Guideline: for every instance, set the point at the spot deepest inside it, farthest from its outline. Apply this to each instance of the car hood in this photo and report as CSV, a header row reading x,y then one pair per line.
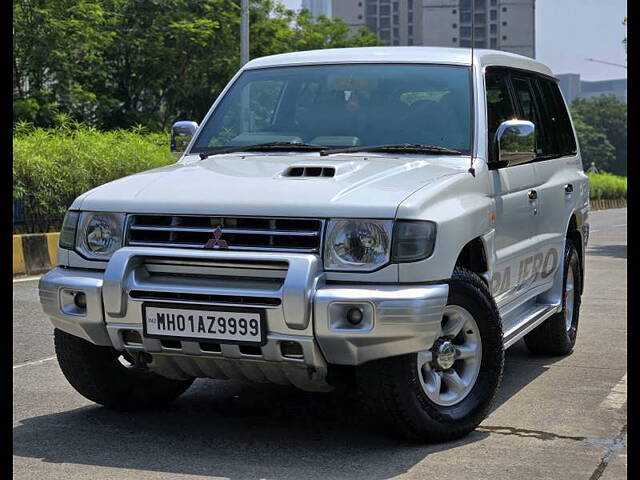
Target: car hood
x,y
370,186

----------------

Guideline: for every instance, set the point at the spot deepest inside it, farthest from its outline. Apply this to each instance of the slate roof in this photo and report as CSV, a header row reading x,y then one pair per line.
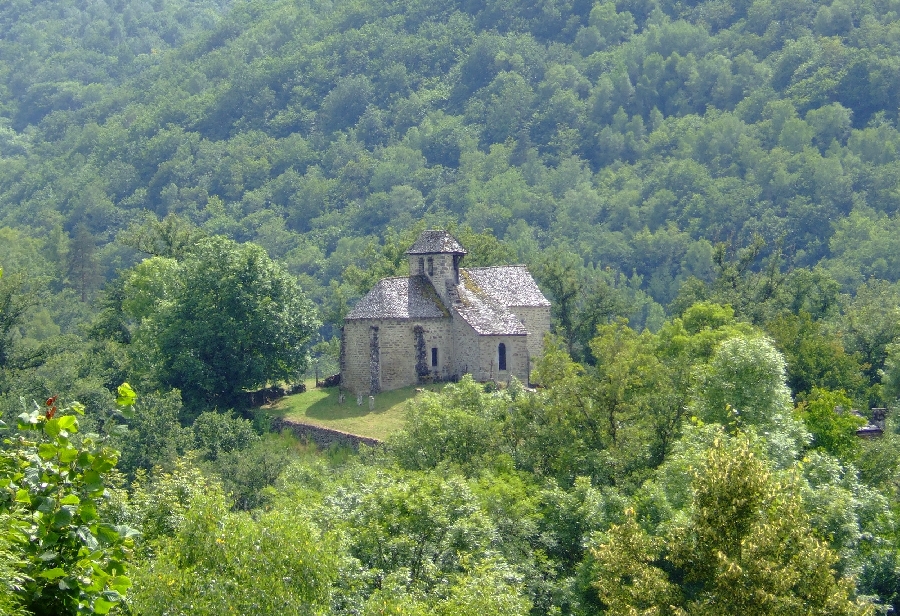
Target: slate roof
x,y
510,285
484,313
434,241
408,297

----------------

=== EXERCISE DIRECTIONS ===
Which lines of the records contain the word "slate", with case counting? Pick out each of those lines and copy it in full.

=== REPLY ===
Guideline: for every instance, set the point at the spot deepest inside it, farthest from its outline. Apply this to each instance of the slate roof in this photo and report as CSV, a header row reading x,y then one pair per line.
Target: slate roof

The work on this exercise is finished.